• [DIRECTIONS]: Start at the line containing "Every instance of the rifle barrel" and end with the line containing "pixel 366 199". Write out only those lines from the records, swapping "camouflage jacket" for "olive field jacket" and leaving everything else unchanged.

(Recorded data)

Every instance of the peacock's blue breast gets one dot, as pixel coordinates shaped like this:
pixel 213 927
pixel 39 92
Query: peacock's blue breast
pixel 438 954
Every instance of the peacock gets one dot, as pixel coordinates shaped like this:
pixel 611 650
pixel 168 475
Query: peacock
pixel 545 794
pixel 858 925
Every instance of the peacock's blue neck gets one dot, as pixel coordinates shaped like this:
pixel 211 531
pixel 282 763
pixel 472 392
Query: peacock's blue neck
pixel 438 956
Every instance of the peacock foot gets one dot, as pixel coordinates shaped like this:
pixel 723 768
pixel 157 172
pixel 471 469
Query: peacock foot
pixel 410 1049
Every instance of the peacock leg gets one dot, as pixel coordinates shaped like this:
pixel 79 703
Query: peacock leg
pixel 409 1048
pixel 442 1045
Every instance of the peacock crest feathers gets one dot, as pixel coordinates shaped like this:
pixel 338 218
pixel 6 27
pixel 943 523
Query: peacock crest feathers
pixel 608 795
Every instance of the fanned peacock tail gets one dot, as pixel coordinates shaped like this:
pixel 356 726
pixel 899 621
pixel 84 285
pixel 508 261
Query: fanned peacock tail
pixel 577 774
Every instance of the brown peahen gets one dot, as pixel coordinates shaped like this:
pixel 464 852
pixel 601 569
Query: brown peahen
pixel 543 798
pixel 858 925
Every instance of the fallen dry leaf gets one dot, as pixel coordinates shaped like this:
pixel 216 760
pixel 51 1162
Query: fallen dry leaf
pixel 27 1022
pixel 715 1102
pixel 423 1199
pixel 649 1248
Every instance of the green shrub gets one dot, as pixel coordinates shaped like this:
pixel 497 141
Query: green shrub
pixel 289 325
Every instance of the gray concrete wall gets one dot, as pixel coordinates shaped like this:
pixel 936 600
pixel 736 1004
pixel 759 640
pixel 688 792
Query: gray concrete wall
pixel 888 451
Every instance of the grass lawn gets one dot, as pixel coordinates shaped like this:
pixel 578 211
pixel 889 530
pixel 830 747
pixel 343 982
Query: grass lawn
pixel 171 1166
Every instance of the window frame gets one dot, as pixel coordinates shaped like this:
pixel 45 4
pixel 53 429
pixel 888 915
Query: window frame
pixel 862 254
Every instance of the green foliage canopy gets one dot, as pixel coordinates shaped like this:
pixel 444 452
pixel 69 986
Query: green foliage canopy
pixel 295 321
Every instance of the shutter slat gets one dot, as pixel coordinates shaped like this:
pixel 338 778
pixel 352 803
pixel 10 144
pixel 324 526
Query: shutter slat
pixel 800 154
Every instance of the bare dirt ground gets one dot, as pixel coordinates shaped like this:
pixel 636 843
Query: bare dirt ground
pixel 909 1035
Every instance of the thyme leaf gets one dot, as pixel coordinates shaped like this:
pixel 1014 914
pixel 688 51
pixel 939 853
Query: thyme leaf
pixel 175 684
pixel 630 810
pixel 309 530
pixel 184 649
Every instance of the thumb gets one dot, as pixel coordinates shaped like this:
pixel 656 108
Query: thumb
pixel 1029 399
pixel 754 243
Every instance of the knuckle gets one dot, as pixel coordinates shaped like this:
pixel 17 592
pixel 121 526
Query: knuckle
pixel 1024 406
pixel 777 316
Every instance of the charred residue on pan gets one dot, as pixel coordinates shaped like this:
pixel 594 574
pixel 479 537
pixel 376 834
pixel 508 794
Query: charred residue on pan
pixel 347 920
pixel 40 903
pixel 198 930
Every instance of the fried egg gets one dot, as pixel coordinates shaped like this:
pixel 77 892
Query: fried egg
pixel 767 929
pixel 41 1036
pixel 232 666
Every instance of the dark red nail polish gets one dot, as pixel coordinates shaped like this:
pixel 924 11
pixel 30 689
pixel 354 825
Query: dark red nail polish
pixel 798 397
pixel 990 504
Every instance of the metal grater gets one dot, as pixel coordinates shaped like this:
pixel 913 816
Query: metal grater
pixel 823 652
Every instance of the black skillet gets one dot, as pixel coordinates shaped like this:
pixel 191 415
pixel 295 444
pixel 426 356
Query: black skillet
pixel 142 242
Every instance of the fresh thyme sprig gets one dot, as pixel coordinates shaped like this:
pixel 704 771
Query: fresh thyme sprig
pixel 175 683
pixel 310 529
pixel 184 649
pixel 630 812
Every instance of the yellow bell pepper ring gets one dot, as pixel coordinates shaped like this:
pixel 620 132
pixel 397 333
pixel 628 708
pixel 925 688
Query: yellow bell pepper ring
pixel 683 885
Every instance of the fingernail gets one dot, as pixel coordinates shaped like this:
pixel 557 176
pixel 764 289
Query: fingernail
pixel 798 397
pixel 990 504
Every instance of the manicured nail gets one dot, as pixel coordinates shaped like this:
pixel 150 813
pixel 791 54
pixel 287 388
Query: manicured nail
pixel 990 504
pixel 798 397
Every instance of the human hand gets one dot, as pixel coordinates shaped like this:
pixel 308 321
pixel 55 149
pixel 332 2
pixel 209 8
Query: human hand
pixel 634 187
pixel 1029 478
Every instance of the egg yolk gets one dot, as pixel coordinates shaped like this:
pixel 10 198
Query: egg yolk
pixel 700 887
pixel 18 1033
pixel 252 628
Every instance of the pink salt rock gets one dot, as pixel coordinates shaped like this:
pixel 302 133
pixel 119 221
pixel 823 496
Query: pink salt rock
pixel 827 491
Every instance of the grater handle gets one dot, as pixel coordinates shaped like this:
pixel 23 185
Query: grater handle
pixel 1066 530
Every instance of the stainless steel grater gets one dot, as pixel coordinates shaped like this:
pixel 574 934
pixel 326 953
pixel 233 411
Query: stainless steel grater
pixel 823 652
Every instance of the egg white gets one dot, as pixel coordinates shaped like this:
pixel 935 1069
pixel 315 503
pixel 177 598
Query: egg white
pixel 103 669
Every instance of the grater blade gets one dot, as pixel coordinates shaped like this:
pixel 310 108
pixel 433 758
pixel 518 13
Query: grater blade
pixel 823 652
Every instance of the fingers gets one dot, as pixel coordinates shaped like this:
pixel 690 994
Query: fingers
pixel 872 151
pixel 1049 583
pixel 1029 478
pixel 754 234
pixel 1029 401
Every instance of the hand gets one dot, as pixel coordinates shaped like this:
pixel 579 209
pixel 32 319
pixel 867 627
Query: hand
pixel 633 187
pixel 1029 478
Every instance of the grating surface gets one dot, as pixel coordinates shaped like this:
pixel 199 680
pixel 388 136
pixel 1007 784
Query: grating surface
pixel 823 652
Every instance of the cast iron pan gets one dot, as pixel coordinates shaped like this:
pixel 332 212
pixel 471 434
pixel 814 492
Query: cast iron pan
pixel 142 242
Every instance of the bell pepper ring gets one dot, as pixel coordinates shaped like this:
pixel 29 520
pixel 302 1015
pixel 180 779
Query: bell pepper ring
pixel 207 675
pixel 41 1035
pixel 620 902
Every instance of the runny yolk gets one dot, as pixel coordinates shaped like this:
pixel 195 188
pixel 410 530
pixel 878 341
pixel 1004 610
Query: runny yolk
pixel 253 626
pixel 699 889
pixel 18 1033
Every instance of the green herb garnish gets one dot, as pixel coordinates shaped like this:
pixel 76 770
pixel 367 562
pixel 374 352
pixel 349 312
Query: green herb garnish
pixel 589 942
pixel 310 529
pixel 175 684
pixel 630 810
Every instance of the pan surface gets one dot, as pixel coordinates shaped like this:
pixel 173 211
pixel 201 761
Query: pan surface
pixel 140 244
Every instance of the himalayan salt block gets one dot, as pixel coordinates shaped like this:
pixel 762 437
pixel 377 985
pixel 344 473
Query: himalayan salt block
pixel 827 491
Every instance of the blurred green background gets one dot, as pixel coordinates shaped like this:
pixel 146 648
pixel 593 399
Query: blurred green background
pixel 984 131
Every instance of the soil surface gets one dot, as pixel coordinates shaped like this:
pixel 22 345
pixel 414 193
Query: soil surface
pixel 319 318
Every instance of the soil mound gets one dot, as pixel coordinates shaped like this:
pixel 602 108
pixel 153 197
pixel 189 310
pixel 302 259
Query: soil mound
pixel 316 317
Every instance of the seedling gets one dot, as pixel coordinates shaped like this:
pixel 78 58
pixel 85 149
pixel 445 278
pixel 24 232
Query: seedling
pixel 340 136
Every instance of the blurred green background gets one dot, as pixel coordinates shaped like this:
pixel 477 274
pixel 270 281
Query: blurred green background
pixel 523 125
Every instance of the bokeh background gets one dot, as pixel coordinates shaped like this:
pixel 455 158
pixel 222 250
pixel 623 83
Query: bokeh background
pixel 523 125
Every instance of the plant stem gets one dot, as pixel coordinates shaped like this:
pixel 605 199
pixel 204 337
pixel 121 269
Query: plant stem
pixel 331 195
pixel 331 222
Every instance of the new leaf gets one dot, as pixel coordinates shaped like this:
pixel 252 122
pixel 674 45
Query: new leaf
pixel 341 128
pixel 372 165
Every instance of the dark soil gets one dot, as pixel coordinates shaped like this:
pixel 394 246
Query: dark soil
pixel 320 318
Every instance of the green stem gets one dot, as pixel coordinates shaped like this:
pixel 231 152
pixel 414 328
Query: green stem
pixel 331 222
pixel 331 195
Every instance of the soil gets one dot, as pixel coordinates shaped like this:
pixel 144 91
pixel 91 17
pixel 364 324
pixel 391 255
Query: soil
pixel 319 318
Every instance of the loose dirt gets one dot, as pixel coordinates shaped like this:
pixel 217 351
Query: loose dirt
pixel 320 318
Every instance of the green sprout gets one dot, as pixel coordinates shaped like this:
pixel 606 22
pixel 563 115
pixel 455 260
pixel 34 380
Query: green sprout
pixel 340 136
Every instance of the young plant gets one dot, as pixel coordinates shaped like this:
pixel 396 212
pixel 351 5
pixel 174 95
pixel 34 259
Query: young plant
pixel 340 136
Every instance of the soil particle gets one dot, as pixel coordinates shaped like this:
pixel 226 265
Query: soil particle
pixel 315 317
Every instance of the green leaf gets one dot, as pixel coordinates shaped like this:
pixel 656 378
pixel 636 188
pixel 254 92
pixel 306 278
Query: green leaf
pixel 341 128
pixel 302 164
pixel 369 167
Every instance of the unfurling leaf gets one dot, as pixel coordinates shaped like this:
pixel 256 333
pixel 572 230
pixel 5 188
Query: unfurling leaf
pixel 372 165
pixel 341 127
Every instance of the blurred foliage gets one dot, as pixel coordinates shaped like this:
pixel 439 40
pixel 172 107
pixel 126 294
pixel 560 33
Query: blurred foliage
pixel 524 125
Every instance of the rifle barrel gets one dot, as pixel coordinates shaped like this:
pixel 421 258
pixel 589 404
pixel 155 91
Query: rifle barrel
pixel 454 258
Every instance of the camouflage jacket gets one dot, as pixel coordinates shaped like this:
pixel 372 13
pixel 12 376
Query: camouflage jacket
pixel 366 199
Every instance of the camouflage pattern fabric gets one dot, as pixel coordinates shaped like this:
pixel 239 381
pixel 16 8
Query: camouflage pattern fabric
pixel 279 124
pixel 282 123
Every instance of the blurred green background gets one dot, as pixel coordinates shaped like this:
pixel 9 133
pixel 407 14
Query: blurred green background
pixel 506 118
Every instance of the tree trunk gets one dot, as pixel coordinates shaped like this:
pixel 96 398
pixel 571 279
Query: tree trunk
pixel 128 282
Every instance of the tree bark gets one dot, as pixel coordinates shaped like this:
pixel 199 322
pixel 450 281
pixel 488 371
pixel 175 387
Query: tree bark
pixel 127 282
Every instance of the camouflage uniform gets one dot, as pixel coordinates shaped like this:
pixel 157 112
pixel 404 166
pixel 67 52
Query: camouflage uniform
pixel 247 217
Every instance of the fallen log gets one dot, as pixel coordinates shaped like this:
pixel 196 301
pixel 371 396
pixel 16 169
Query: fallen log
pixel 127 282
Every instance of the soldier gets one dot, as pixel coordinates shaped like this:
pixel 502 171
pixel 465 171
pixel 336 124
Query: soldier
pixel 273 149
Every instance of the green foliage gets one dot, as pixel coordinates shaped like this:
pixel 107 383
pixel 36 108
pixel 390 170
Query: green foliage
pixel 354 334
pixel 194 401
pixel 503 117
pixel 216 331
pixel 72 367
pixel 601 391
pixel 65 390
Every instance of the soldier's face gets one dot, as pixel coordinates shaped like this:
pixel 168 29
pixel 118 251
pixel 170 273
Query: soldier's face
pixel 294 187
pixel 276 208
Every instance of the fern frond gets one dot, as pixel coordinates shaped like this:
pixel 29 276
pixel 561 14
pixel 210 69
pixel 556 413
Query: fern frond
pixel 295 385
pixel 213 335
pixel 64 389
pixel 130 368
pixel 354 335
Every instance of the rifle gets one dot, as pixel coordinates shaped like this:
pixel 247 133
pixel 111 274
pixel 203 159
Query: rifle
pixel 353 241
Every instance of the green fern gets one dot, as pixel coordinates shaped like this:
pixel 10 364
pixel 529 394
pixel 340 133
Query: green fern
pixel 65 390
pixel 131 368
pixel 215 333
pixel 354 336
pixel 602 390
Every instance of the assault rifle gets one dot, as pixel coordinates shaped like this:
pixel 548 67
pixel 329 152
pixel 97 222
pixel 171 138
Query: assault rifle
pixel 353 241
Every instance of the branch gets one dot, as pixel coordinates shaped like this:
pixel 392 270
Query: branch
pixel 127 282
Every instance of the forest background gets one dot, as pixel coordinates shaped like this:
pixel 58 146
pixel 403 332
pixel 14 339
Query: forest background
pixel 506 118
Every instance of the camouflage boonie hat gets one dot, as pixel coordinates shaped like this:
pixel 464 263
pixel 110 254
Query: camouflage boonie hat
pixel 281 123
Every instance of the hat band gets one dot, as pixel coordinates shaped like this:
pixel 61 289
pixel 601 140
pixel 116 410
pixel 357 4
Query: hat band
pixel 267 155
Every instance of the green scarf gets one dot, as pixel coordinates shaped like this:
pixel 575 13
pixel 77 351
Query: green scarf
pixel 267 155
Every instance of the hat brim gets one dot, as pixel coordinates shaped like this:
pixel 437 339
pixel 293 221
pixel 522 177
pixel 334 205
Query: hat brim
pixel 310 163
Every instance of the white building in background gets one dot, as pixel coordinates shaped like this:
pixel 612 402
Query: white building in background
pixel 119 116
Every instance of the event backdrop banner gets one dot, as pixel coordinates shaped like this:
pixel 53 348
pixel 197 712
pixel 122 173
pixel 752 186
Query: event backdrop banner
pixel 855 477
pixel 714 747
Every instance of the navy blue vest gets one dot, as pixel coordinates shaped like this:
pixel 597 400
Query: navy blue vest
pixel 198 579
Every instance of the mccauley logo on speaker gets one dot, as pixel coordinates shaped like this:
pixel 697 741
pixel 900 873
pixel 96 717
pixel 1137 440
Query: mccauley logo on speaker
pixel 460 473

• [EXERCISE SOLUTION]:
Every instance of the rifle barrel gets one dot, as pixel coordinates shaped like this:
pixel 421 258
pixel 589 404
pixel 155 91
Query: rifle barrel
pixel 454 258
Every instance of the olive field jacket gets one dot, as pixel coordinates shaped like this:
pixel 372 13
pixel 12 376
Query: olive field jacket
pixel 366 199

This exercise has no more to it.